SHORT TASK: List every line of the rows below that contains the string "hazy" and reproduce each such line in full.

PROVIDED DATA:
────────
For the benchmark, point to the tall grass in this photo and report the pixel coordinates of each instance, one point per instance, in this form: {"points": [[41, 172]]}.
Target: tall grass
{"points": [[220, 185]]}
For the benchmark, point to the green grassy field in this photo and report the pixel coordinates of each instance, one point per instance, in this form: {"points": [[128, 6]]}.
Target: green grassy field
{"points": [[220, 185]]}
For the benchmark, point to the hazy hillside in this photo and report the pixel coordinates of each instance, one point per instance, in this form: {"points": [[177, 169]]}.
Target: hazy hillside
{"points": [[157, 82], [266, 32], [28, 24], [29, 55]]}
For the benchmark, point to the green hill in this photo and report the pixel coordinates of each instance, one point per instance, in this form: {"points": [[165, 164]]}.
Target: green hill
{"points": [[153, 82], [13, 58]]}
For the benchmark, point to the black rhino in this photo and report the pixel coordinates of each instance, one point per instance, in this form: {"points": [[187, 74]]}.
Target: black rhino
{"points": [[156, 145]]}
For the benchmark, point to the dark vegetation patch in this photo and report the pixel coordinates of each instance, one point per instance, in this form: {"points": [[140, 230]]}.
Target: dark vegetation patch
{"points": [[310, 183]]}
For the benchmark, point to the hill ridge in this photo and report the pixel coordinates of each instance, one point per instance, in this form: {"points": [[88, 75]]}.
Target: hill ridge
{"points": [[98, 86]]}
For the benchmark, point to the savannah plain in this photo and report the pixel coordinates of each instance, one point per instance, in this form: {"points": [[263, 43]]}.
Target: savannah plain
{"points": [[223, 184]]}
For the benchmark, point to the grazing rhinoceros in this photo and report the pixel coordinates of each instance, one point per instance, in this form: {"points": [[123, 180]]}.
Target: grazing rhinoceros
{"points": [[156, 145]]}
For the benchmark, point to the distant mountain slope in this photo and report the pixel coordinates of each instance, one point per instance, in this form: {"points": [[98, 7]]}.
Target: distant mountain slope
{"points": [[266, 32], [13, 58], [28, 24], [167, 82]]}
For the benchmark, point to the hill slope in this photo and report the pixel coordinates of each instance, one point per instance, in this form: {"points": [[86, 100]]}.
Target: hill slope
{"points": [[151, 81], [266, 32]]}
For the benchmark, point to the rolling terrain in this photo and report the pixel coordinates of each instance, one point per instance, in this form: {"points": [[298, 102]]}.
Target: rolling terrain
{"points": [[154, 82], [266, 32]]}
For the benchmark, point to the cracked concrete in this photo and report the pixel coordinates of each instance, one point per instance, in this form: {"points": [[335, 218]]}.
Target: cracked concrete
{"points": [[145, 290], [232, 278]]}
────────
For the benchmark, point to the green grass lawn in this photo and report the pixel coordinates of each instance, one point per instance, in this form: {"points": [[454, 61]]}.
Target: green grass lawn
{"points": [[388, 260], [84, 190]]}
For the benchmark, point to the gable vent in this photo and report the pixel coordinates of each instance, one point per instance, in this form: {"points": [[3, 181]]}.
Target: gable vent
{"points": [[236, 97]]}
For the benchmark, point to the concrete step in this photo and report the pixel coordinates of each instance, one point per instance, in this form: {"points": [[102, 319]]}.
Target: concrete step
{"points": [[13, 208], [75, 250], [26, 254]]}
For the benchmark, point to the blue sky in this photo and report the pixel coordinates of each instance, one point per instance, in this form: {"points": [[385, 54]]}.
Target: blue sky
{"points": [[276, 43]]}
────────
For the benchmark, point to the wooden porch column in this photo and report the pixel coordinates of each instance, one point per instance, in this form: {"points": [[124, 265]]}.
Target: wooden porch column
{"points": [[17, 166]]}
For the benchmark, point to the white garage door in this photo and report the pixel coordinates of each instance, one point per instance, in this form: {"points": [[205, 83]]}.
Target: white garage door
────────
COMPLETED EXERCISE:
For the benchmark, point to the hazy hillside in this photo and report the pixel coordinates of each instance, one point per instance, in this form: {"points": [[177, 169]]}.
Target: hazy hillside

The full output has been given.